━━ Given entries ━━

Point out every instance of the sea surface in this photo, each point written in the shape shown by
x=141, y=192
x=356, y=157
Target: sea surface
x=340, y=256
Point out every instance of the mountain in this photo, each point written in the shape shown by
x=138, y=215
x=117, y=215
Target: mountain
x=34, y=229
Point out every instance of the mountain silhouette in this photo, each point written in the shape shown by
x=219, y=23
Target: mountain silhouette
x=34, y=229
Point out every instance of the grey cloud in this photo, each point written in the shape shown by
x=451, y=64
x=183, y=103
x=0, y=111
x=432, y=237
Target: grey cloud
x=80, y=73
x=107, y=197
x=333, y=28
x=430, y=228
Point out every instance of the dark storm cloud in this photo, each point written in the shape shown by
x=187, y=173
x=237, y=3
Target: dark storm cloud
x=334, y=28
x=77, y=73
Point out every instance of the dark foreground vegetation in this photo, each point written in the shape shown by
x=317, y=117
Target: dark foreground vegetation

━━━

What to produce:
Rewrite the lines above as a numbered list, leaving out any blank lines.

Solution to this task:
1. Point out every instance of the sea surface in this photo, each point written in the shape shown by
2. x=141, y=192
3. x=356, y=157
4. Target: sea surface
5. x=340, y=256
6. Point out every instance of the mountain in this photo, each point written in the shape shown by
7. x=138, y=215
8. x=117, y=215
9. Target: mountain
10. x=34, y=229
11. Point out every instance of the mountain silhouette in this photo, each point written in the shape shown by
12. x=219, y=23
13. Target: mountain silhouette
14. x=34, y=229
15. Point out every instance of the grey cloud in this photo, each point written in the shape shown by
16. x=451, y=64
17. x=183, y=103
18. x=0, y=111
19. x=432, y=237
20. Target: grey cloud
21. x=80, y=73
22. x=107, y=197
23. x=333, y=28
24. x=430, y=228
25. Point out every instance of the dark storm cloud in this photo, each point written in the shape shown by
26. x=187, y=173
27. x=237, y=3
28. Target: dark storm cloud
29. x=334, y=28
30. x=77, y=73
31. Point out every instance of the dark foreground vegetation in this photo, each point written in the shape shown by
32. x=317, y=117
33. Target: dark foreground vegetation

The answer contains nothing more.